Teks yang Diberikan
Oleh: Ambaryani
Awalnya, saya tak ada bayangan macam mana bentuk buah kemantan. Saat adik ipar saya Sri Buti yang tinggal di Riam Panjang Kapuas Hulu, mengirim pesan lewat Wa, kalau dia ada kirim buah lewat suaminya Adi yang pas ada kegiatan di Pontianak.
Kalau buah mawang, saya tahu seperti apa bentuknya. Sudah 2 kali saya makannya. Mawang melekat di ingatan, sebab ada tragedi saat memakannya.
Saat saya masih kuliah, ibu kos yang asal Sekadau mendapat kiriman buah mawang. Dan saya dapat tempias 3 biji buah mawang. Ibu kos tak memberi penjelasan detil soal mawang saat itu.
Saya kira, mawang sama seperti buah mangga pada umumnya. Dikupas seperti biasa. Karena penasaran dan sudah tergiur dengan aroma harum mawang, saya dan adik saya mengupasnya. Pas dimakan, lidah, mulut dan permukaan bibir gatal semua.
Begitu saya konfirmasi pada ibu kos, ternyata cara kami mengupasnya salah. Harusnya dikupas, dikuliti tebal-tebal, supaya tak ada rasa gatalnya.

Soal Latihan
1 - Tuliskan kembali secara persis bagian tulisan tentang buah mawang yang dimulai dari "Saat saya masih" dan berakhir pada "mawang saat itu.".
2 - Menurut tulisan tentang buah mawang, berapa biji buah mawang yang didapat penulis dari ibu kos?
Catatan berikut diambil dari sumber yang berbeda.

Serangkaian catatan
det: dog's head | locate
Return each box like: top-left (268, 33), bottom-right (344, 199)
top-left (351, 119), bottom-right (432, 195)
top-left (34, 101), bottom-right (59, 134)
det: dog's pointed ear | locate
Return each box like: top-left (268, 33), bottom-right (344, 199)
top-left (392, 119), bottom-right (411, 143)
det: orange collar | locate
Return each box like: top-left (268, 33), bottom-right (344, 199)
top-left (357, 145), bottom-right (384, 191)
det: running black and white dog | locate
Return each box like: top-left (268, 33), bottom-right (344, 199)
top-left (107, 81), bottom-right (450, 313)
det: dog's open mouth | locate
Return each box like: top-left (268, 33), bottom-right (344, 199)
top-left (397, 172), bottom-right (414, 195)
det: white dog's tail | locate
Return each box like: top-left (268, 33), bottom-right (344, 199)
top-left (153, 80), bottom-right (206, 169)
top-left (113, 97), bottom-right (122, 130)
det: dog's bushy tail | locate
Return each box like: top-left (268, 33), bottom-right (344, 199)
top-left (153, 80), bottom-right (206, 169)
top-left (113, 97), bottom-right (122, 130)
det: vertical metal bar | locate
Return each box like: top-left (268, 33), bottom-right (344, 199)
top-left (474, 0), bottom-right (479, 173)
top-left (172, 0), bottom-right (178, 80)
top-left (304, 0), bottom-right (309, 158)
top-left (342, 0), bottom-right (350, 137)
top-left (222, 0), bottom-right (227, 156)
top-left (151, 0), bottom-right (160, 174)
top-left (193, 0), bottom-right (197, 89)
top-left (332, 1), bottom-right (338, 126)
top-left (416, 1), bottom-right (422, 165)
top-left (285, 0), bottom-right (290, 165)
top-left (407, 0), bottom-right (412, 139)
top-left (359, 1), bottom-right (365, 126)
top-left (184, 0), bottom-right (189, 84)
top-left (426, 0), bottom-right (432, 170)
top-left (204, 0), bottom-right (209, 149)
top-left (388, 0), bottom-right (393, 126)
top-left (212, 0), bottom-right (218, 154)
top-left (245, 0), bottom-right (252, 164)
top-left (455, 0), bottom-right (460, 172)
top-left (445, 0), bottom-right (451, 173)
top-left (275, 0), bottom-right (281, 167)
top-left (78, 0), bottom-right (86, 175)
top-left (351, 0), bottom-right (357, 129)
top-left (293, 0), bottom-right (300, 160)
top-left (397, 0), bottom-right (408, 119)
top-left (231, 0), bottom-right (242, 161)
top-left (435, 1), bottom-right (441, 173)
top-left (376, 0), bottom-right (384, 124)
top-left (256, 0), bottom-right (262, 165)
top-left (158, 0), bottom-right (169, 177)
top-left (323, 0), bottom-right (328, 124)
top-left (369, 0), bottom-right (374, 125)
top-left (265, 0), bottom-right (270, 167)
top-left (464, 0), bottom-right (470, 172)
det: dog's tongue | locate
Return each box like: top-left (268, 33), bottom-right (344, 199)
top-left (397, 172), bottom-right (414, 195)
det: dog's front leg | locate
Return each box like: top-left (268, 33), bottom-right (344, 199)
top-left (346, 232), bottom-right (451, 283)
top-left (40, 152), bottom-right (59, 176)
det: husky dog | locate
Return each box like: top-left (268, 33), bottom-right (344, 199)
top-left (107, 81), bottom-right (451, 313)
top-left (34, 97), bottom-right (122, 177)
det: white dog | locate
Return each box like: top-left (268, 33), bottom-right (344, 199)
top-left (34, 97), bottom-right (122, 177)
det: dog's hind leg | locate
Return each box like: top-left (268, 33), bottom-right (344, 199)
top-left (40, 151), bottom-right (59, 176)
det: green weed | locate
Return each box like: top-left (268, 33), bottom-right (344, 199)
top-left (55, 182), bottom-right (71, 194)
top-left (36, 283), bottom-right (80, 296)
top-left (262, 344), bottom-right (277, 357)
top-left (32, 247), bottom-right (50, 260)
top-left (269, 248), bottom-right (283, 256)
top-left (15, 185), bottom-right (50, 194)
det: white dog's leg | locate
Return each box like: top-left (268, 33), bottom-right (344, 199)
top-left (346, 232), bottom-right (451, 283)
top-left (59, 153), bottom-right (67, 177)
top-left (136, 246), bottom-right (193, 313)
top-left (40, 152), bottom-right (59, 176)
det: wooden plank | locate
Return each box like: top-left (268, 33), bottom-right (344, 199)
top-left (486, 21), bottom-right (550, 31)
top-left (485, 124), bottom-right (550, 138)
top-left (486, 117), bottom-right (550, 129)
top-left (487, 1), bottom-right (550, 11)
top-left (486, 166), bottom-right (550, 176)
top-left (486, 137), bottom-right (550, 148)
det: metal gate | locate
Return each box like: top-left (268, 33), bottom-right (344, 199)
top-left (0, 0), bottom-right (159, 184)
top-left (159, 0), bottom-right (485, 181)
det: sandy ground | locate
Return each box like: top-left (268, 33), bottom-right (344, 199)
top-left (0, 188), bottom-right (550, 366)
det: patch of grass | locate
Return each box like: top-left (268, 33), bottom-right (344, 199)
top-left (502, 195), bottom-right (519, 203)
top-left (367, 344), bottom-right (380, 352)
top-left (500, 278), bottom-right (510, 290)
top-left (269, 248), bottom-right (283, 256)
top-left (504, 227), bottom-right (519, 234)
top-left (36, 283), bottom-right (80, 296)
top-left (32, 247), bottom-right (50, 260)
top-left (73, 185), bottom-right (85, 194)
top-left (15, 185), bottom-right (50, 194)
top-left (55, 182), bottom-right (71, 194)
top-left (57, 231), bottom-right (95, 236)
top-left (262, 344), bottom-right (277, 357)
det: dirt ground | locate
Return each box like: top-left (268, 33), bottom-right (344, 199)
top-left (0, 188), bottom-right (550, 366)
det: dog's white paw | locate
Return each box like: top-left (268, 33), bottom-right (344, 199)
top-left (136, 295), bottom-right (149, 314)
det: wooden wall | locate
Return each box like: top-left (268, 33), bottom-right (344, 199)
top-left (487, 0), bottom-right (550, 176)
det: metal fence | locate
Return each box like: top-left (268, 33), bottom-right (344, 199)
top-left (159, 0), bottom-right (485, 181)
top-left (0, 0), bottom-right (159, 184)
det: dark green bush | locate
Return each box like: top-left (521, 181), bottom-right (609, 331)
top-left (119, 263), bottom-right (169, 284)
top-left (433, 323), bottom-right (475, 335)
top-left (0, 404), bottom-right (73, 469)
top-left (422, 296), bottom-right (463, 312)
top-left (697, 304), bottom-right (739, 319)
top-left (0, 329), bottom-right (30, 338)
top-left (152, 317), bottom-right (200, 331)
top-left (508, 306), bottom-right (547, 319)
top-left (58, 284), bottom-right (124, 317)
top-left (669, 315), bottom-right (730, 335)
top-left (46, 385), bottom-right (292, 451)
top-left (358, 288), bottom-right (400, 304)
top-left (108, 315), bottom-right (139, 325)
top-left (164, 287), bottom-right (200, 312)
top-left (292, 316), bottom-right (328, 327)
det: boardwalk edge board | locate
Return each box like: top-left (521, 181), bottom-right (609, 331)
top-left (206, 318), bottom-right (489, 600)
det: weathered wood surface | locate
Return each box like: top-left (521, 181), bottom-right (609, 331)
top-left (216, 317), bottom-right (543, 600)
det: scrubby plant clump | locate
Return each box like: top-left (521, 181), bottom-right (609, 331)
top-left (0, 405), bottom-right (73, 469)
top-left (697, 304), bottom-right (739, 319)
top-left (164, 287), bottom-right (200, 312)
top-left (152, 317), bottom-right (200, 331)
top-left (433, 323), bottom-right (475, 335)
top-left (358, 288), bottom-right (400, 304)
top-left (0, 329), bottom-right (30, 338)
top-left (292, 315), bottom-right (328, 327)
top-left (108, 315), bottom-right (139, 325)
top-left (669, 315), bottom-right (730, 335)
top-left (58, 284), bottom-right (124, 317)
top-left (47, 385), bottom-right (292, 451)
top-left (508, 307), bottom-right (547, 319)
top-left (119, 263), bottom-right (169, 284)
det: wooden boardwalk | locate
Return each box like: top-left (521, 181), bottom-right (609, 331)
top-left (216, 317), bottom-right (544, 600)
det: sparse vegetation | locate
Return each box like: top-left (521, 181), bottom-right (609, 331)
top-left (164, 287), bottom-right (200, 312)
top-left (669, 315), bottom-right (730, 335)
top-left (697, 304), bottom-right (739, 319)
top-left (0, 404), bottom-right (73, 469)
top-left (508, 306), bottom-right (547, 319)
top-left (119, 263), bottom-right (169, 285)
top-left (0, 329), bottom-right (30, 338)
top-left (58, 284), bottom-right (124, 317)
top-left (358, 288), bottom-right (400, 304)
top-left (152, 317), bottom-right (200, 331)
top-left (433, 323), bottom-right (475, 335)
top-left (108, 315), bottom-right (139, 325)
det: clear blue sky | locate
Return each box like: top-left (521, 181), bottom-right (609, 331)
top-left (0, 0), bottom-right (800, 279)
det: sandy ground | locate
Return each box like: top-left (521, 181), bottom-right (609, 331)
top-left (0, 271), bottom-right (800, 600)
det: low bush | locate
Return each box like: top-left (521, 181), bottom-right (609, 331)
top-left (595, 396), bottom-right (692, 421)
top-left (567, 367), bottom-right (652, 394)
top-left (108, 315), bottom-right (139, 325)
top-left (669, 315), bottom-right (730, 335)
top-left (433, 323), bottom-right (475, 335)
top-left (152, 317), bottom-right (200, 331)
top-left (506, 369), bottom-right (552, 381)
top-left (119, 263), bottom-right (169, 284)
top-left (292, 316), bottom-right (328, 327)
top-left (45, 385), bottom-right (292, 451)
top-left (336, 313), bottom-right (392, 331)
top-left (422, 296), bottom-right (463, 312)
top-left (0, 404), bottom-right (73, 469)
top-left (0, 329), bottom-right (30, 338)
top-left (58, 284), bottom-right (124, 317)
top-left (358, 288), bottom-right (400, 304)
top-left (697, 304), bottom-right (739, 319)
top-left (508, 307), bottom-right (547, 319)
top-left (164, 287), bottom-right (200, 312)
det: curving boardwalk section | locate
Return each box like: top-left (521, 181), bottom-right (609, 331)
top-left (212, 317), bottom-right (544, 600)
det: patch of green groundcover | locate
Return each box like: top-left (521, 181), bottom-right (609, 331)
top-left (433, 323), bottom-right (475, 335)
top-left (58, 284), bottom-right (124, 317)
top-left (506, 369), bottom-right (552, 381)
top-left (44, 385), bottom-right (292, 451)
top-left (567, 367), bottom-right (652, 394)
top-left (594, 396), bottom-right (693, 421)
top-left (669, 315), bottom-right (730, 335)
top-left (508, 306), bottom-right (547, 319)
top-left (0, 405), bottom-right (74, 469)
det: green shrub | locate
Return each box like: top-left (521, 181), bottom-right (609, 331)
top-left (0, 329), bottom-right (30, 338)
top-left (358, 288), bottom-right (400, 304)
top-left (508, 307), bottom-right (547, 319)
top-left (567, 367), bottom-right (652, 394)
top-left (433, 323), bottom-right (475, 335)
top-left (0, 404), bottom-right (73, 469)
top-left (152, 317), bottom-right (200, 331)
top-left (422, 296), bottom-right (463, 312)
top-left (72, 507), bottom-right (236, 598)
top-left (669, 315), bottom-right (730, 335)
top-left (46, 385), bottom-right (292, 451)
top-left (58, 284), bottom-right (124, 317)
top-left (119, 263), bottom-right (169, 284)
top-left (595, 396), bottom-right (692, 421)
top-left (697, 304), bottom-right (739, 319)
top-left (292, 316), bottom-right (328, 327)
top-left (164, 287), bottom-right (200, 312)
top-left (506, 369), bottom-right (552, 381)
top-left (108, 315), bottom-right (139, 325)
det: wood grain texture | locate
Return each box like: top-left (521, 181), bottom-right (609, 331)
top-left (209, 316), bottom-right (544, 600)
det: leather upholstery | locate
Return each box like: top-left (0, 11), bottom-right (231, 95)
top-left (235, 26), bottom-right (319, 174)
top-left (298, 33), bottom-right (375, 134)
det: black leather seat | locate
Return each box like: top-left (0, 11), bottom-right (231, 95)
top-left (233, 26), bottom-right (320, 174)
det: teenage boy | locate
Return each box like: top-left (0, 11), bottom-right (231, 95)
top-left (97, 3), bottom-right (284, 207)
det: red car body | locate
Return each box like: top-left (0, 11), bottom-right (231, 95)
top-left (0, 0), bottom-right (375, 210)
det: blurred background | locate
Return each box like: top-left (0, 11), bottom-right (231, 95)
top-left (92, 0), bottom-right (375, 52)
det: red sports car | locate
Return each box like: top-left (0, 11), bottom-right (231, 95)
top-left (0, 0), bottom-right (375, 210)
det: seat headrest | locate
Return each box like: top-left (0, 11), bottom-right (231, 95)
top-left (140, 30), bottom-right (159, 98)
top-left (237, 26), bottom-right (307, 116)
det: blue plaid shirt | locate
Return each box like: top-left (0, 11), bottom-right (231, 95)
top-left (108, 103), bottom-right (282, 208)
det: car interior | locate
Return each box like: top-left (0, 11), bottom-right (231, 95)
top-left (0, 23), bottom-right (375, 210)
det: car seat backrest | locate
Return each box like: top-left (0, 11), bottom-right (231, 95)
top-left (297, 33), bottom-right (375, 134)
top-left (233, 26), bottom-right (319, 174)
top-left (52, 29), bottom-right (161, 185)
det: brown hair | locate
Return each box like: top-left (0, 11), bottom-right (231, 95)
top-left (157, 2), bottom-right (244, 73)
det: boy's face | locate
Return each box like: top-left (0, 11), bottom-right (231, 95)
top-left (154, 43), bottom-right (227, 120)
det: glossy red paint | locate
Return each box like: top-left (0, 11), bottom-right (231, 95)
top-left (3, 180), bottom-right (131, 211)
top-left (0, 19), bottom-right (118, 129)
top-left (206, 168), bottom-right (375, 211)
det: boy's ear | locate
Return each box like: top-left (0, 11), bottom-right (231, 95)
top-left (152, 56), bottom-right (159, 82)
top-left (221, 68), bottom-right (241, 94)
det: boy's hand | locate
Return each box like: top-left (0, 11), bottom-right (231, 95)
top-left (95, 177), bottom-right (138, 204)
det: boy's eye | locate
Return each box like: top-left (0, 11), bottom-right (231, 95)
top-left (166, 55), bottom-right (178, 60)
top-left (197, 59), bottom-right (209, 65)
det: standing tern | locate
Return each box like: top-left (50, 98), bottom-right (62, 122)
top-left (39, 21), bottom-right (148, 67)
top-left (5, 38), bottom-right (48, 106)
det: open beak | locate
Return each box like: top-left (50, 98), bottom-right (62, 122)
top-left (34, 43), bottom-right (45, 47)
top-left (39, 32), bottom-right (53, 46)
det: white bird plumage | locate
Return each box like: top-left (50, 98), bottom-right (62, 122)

Kunci Jawaban
1 -
Saat saya masih kuliah, ibu kos yang asal Sekadau mendapat kiriman buah mawang. Dan saya dapat tempias 3 biji buah mawang. Ibu kos tak memberi penjelasan detil soal mawang saat itu.

2 - 3 biji.